Drop every picture, then transcribe the remaining data exactly.

§ **Data supplied**:
----

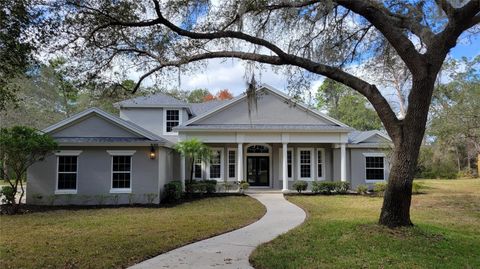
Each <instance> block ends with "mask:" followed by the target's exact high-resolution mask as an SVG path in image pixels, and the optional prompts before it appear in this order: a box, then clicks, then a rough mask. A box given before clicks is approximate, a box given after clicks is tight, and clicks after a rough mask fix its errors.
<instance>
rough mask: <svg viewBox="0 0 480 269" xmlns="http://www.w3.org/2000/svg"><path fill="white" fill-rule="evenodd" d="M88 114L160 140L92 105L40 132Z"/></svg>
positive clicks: (133, 125) (59, 125)
mask: <svg viewBox="0 0 480 269" xmlns="http://www.w3.org/2000/svg"><path fill="white" fill-rule="evenodd" d="M90 114H97V115H98V116H100V117H102V118H104V119H107V120H110V121H111V122H113V123H115V124H116V125H117V126H119V127H122V128H124V129H126V130H128V131H130V132H133V133H135V134H138V135H140V136H143V137H146V138H148V139H150V140H155V141H157V140H161V138H160V137H159V136H157V135H155V134H153V133H150V132H148V131H146V130H143V129H140V128H139V127H137V126H136V125H134V124H133V123H129V122H128V121H125V120H123V119H121V118H119V117H117V116H114V115H111V114H109V113H107V112H105V111H103V110H101V109H99V108H96V107H93V108H89V109H86V110H84V111H82V112H79V113H77V114H75V115H73V116H71V117H70V118H66V119H64V120H62V121H59V122H57V123H55V124H53V125H50V126H49V127H47V128H45V129H43V130H42V132H44V133H51V132H53V131H55V130H58V129H60V128H62V127H65V126H67V125H69V124H70V123H73V122H75V121H77V120H79V119H82V118H84V117H87V116H88V115H90Z"/></svg>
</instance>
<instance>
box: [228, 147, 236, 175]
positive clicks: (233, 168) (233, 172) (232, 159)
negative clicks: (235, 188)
mask: <svg viewBox="0 0 480 269" xmlns="http://www.w3.org/2000/svg"><path fill="white" fill-rule="evenodd" d="M236 155H237V151H236V150H234V149H228V159H227V160H228V178H235V174H236V171H235V170H236V168H237V164H236V162H237V157H236Z"/></svg>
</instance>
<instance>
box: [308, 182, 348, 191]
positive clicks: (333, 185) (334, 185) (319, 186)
mask: <svg viewBox="0 0 480 269" xmlns="http://www.w3.org/2000/svg"><path fill="white" fill-rule="evenodd" d="M349 189H350V183H348V182H329V181H314V182H312V192H313V193H321V194H345V193H347V192H348V190H349Z"/></svg>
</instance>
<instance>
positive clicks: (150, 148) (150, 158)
mask: <svg viewBox="0 0 480 269" xmlns="http://www.w3.org/2000/svg"><path fill="white" fill-rule="evenodd" d="M148 156H149V157H150V159H152V160H155V157H157V153H156V152H155V147H154V146H153V144H152V145H150V153H149V154H148Z"/></svg>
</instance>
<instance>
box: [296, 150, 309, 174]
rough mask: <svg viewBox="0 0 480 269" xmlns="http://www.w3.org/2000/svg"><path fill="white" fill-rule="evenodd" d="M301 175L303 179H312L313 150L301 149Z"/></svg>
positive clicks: (299, 157)
mask: <svg viewBox="0 0 480 269" xmlns="http://www.w3.org/2000/svg"><path fill="white" fill-rule="evenodd" d="M298 162H299V173H300V178H302V179H311V178H312V150H311V149H300V150H299V154H298Z"/></svg>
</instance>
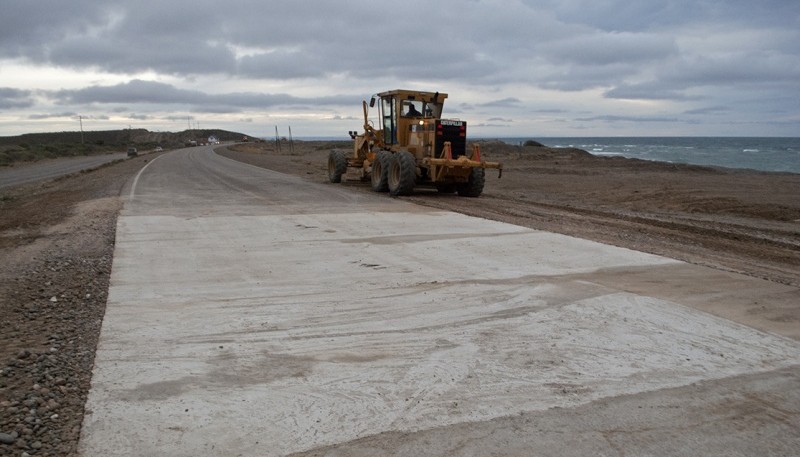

----

§ **Expected answer**:
Each <instance> block ends with "mask:" followed by the target's exact high-resolution mask as an SVG path in image pixels, and the optional prompts before it appear in this order: a box, then clicks, then a rough mask. A box given before clicks is approximate, a box given after clicks is tight, and clicks after a rough mask fix its errors.
<instance>
rough mask: <svg viewBox="0 0 480 269" xmlns="http://www.w3.org/2000/svg"><path fill="white" fill-rule="evenodd" d="M88 114L160 140L92 105L40 132Z"/></svg>
positive clicks: (133, 125) (59, 125)
mask: <svg viewBox="0 0 480 269" xmlns="http://www.w3.org/2000/svg"><path fill="white" fill-rule="evenodd" d="M90 114H97V115H98V116H100V117H102V118H104V119H107V120H110V121H111V122H113V123H115V124H116V125H117V126H119V127H122V128H124V129H126V130H128V131H130V132H133V133H135V134H138V135H140V136H143V137H146V138H148V139H150V140H155V141H157V140H161V138H160V137H159V136H157V135H155V134H153V133H150V132H148V131H146V130H143V129H140V128H139V127H137V126H136V125H134V124H133V123H129V122H128V121H125V120H123V119H121V118H119V117H117V116H114V115H111V114H109V113H107V112H105V111H103V110H101V109H99V108H96V107H93V108H89V109H86V110H84V111H82V112H79V113H77V114H75V115H73V116H71V117H70V118H66V119H64V120H62V121H59V122H57V123H55V124H53V125H50V126H49V127H47V128H45V129H43V130H42V132H44V133H51V132H53V131H55V130H58V129H60V128H62V127H65V126H67V125H69V124H70V123H73V122H75V121H77V120H79V119H82V118H84V117H87V116H88V115H90Z"/></svg>
</instance>
<instance>
box: [228, 147, 236, 175]
positive clicks: (233, 168) (233, 172) (232, 159)
negative clicks: (235, 188)
mask: <svg viewBox="0 0 480 269" xmlns="http://www.w3.org/2000/svg"><path fill="white" fill-rule="evenodd" d="M236 155H237V151H236V150H234V149H228V159H227V160H228V178H235V174H236V171H235V170H236V168H237V164H236V162H237V157H236Z"/></svg>
</instance>
<instance>
box: [308, 182, 348, 191]
positive clicks: (333, 185) (334, 185) (319, 186)
mask: <svg viewBox="0 0 480 269" xmlns="http://www.w3.org/2000/svg"><path fill="white" fill-rule="evenodd" d="M349 189H350V183H348V182H329V181H314V182H312V192H313V193H321V194H345V193H347V192H348V190H349Z"/></svg>
</instance>
<instance>
positive clicks: (150, 148) (150, 158)
mask: <svg viewBox="0 0 480 269" xmlns="http://www.w3.org/2000/svg"><path fill="white" fill-rule="evenodd" d="M148 156H149V157H150V159H152V160H155V157H157V153H156V152H155V147H154V146H153V144H152V145H150V153H149V154H148Z"/></svg>
</instance>
<instance>
box: [296, 150, 309, 174]
rough mask: <svg viewBox="0 0 480 269" xmlns="http://www.w3.org/2000/svg"><path fill="white" fill-rule="evenodd" d="M301 175L303 179H312L313 150L301 149Z"/></svg>
positive clicks: (299, 157)
mask: <svg viewBox="0 0 480 269" xmlns="http://www.w3.org/2000/svg"><path fill="white" fill-rule="evenodd" d="M298 162H299V173H300V178H302V179H311V178H312V150H311V149H300V150H299V154H298Z"/></svg>
</instance>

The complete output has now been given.